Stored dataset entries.
--- --- ---
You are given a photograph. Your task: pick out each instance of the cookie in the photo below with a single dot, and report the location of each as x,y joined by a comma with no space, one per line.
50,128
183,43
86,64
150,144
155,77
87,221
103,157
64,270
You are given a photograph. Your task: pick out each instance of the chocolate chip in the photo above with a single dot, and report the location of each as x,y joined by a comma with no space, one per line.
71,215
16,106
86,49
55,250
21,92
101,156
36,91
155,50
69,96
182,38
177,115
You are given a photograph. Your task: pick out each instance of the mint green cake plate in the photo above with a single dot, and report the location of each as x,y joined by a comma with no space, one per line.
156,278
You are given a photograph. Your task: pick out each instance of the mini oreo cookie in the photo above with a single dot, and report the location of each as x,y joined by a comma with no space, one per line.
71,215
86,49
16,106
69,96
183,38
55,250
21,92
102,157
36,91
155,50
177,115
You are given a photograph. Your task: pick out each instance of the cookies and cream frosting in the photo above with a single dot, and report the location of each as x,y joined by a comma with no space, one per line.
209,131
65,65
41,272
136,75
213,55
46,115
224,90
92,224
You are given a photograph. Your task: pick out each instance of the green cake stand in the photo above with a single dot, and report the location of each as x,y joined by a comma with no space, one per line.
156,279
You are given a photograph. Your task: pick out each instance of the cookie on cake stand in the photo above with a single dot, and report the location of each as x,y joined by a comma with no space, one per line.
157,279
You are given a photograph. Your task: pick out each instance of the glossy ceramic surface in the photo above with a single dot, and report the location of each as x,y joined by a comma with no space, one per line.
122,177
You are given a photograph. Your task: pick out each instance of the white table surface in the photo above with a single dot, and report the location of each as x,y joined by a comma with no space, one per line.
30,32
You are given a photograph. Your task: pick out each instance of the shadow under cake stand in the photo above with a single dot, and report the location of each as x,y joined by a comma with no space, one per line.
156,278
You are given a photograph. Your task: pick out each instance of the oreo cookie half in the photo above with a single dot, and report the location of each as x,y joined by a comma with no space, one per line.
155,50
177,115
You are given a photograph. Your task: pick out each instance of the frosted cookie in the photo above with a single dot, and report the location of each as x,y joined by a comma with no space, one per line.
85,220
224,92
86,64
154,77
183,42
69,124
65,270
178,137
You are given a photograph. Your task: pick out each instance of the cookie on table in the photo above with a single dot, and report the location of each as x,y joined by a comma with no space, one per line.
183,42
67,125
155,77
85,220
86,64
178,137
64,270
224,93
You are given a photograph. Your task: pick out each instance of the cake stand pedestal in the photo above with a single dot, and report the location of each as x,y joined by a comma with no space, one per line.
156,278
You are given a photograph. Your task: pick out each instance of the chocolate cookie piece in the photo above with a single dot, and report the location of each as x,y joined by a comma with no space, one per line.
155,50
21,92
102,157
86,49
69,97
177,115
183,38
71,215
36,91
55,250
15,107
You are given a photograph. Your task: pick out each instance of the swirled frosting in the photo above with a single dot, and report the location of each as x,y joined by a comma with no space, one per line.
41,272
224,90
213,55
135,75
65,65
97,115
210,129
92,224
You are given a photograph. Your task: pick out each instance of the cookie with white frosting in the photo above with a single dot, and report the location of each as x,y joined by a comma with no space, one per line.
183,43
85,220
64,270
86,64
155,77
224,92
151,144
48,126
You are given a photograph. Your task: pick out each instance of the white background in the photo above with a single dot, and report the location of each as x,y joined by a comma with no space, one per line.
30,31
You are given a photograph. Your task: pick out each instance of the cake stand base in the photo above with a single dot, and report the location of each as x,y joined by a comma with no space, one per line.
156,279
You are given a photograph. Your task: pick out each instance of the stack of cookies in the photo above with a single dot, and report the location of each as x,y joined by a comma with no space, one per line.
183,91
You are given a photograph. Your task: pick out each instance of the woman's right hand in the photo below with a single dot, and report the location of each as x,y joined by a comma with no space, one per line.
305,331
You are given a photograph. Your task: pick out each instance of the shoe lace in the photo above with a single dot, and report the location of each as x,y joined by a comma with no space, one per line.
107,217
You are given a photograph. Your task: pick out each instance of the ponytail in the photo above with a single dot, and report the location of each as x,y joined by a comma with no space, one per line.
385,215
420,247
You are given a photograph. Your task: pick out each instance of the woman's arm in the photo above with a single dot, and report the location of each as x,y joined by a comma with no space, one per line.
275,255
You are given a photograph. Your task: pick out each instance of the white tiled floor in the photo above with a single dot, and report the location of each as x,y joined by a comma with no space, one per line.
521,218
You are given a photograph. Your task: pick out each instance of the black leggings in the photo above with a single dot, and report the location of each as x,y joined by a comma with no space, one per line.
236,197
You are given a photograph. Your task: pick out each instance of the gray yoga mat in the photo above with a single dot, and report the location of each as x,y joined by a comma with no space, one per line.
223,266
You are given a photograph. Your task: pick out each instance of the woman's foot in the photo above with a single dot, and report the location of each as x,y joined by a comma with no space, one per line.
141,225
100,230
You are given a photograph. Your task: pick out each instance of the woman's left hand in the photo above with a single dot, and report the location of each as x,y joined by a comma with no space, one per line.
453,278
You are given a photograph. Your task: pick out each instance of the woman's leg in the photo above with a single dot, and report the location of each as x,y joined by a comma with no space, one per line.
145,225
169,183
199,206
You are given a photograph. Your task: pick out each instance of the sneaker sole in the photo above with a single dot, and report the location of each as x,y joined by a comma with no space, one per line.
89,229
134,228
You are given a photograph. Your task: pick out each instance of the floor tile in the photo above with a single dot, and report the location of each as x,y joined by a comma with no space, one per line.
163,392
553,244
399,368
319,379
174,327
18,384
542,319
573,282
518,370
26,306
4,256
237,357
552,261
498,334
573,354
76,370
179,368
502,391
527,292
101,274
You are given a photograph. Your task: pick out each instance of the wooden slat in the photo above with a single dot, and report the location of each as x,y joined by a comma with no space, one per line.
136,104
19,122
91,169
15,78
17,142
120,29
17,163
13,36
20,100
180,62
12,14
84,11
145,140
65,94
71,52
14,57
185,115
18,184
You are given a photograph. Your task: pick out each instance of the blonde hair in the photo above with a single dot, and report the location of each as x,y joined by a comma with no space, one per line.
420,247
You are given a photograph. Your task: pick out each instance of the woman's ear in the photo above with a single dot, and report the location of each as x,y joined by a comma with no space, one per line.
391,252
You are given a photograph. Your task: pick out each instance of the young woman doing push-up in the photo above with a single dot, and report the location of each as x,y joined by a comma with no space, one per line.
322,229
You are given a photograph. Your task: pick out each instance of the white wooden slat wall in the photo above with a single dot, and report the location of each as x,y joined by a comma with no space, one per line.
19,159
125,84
--- --- ---
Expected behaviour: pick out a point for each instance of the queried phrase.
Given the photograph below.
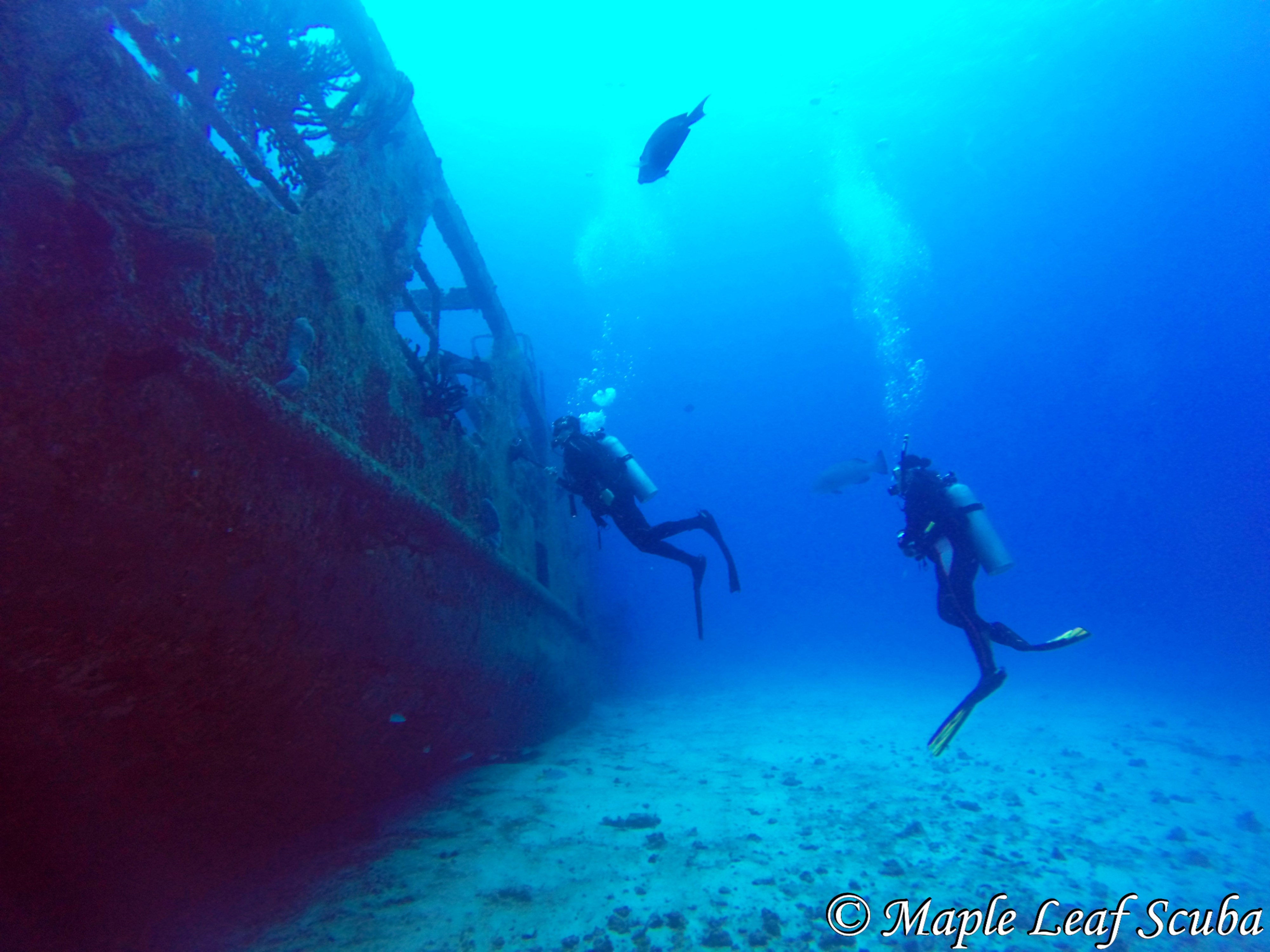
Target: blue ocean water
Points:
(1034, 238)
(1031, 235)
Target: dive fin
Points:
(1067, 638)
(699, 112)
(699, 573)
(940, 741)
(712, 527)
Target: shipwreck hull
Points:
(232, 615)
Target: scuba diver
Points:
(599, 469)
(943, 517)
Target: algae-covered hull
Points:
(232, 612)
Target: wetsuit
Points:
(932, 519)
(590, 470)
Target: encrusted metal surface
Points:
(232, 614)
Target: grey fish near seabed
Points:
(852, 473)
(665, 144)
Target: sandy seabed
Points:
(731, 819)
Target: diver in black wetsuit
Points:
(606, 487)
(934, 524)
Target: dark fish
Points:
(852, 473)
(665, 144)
--- --- ---
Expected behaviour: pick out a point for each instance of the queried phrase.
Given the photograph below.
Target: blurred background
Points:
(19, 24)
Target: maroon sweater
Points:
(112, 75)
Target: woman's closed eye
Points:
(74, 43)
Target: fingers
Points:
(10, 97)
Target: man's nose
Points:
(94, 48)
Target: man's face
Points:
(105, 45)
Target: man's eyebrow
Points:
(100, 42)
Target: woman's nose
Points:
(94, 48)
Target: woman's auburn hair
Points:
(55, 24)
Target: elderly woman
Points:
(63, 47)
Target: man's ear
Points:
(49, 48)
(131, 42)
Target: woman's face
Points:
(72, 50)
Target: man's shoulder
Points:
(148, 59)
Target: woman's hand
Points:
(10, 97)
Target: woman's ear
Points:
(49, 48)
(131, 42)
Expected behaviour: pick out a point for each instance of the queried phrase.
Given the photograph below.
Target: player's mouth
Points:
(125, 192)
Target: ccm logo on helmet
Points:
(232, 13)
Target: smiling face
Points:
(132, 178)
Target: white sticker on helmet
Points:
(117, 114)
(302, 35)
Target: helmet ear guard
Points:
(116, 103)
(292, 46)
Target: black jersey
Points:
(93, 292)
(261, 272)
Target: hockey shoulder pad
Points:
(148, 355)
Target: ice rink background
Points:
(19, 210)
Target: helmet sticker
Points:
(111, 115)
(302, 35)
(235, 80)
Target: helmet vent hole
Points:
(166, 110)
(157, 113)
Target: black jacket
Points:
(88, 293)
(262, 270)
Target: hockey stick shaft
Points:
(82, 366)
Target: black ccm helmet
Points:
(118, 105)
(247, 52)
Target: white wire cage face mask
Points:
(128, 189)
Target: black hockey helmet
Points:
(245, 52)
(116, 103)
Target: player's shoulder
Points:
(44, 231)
--- --- ---
Return every line of the entries above that contains the string "floor". Matching is case-sensitive.

You are given a photograph. Your task: pick out each instance of the white tiled floor in the photo above with a single dot, and report the location of each as x,y joined by a comma with no space, one per line.
You are given a photograph. Your task: pick out each instance of the floor tile in the photo above with a single dot, and report the location of each as x,y joined by a comma with no space, one per line.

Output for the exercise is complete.